Ce fonctionnement bien huilé est en réalité un héritage vieux de vingt ans. En Argentine, la pratique du troc s’est beaucoup développée au moment de la grave crise économique et sociale qui a secoué le pays au début des années 2000. Elle a ensuite progressivement disparu à mesure que le pays se relevait, avant de refaire surface ces dernières années.

« Ici il y a beaucoup de gens qui faisaient déjà du troc en 2001. À l’époque, c’était plus du bouche à oreille, aujourd’hui les réseaux sociaux nous aident beaucoup. »

Les cheveux noirs, le regard triste, Deborah Melgajero est également administratrice de ce groupe de troc. Un peu de couture, un peu de tissage : on essaye de s’en sortir comme on peut, explique cette mère de famille. Mais mon vrai travail, dit-elle, c’est de venir ici toutes les semaines.

● ● ●

### Consigne
Poursuivez le texte sur le troc en Argentine à la suite de sa dernière phrase. La liste ci-dessous n'a aucun rôle dans cet exercice.

### Bloc de données

● ● ●

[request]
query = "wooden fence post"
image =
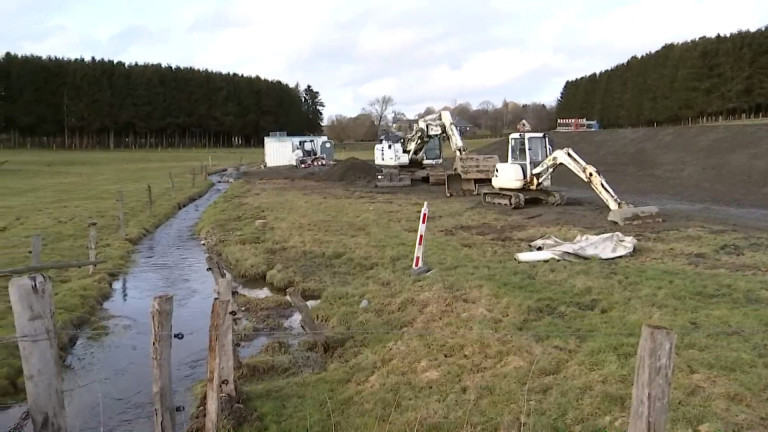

● ● ●

### Réponse attendue
« Au fil temps, à force de ne pas pouvoir s’insérer sur le marché du travail, on essaye de trouver des outils pour s’en sortir. Venir ici, aider, socialiser, je considère que c’est mon travail, même si je ne suis pas rémunérée. Mais devoir se remettre au troc aujourd’hui, c’est un peu comme revenir 20 ans en arrière. La situation n’est peut-être pas aussi grave qu’en 2001, mais il y a toujours cette peur. »

Si le spectre de la crise de 2001 reste présent dans les têtes argentines, les outils de débrouille apparus à cette époque eux aussi sont toujours d’actualité. La transmission des pratiques comme le troc symbolise bien la résilience que les Argentins ont su développer au fil des crises qui se suivent autant qu’elles se ressemblent.